## Brief
Copy the records below, changing each "top-left corner" to "upper-left corner" and leaving every other part as it is. Omit the pictures from your copy.

# Start of Supplied records

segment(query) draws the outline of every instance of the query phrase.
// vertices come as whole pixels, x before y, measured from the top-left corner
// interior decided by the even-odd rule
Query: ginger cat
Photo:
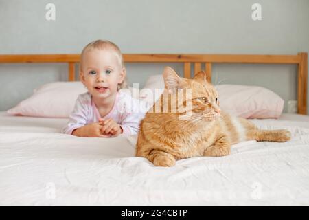
[[[166,67],[163,76],[165,89],[141,121],[137,142],[136,155],[154,166],[171,166],[192,157],[228,155],[232,144],[246,140],[290,139],[287,130],[260,130],[249,120],[222,112],[218,94],[203,71],[186,79]],[[184,92],[188,95],[183,96]],[[176,102],[172,98],[175,96]],[[168,107],[165,111],[164,104]],[[172,111],[172,106],[176,110]]]

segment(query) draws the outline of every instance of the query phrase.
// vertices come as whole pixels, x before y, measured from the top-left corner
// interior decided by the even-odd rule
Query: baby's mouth
[[[107,89],[108,89],[108,87],[96,87],[95,89],[99,92],[105,92]]]

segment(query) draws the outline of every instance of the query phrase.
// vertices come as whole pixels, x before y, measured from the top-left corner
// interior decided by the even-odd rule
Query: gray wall
[[[56,5],[56,21],[45,6]],[[262,5],[262,21],[251,6]],[[309,52],[308,0],[0,0],[0,54],[80,53],[106,38],[124,53],[295,54]],[[182,67],[170,64],[182,74]],[[163,65],[129,65],[143,86]],[[48,82],[67,80],[62,64],[0,65],[0,111]],[[296,99],[296,67],[216,65],[214,82],[259,85]],[[309,96],[308,96],[309,97]],[[309,102],[308,102],[309,103]],[[285,107],[286,110],[286,104]]]

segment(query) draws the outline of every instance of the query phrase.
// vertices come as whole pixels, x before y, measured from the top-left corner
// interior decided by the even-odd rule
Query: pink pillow
[[[81,82],[56,82],[34,89],[33,95],[8,110],[8,113],[32,117],[67,118],[76,98],[87,91]]]
[[[8,110],[10,115],[68,118],[74,108],[79,94],[87,92],[81,82],[56,82],[45,84],[34,89],[33,95],[21,101],[17,106]],[[133,88],[124,92],[133,95]]]
[[[282,113],[284,100],[273,91],[255,86],[220,85],[222,110],[244,118],[278,118]]]

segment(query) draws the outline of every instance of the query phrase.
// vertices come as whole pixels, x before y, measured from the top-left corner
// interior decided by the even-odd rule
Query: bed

# End of Supplied records

## Written reply
segment(query) draws the outline of every instance of the query phrase.
// vertices come as whole pixels, x before y, measured from the upper-left corner
// interior decided by the even-odd rule
Query: ginger cat
Photo:
[[[166,67],[163,76],[165,89],[141,121],[137,142],[136,155],[154,166],[171,166],[192,157],[228,155],[232,144],[246,140],[290,139],[287,130],[260,130],[249,120],[222,112],[218,94],[203,71],[186,79]],[[184,92],[188,95],[183,96]],[[176,102],[172,98],[175,96]],[[168,107],[165,111],[164,104]],[[172,111],[172,106],[176,110]]]

segment(query) draws the outline of every instance of the query phrase.
// vertices come as whole pixels, x before y, measured from the upper-left corner
// interior decided by the even-odd rule
Query: baby's mouth
[[[107,89],[108,89],[108,87],[96,87],[95,89],[99,92],[105,92]]]

segment(query) draws the outline of every instance of the query phrase.
// vertices come as whole pixels, x before y, measured from the upper-left corner
// interior decided by the even-odd rule
Query: gray wall
[[[56,5],[56,21],[45,6]],[[262,5],[262,21],[251,6]],[[309,52],[308,0],[0,0],[0,54],[80,53],[106,38],[124,53],[295,54]],[[182,67],[170,64],[182,74]],[[163,65],[129,65],[143,86]],[[48,82],[67,80],[62,64],[0,65],[0,111]],[[296,99],[296,67],[216,65],[214,82],[259,85]],[[309,96],[308,96],[309,97]],[[309,102],[308,102],[309,103]],[[285,107],[286,110],[286,104]]]

segment(query) draws the outline of every instance of the query phrase.
// vertices come as whole pixels, x before y, measured from the upper-left corner
// interior decided by the even-odd rule
Query: pink pillow
[[[81,82],[56,82],[34,89],[33,95],[8,110],[8,113],[32,117],[67,118],[76,98],[87,91]]]
[[[8,110],[10,115],[68,118],[74,108],[79,94],[87,92],[81,82],[56,82],[45,84],[34,89],[33,95],[21,101],[17,106]],[[133,88],[124,92],[133,95]]]
[[[282,113],[284,100],[273,91],[255,86],[220,85],[222,110],[244,118],[278,118]]]

segment(query) draws the outline of every instance of the query phrase.
// vertices come as whole pixels, x before y, measured from the upper-left corner
// interior decided by the even-odd rule
Query: bed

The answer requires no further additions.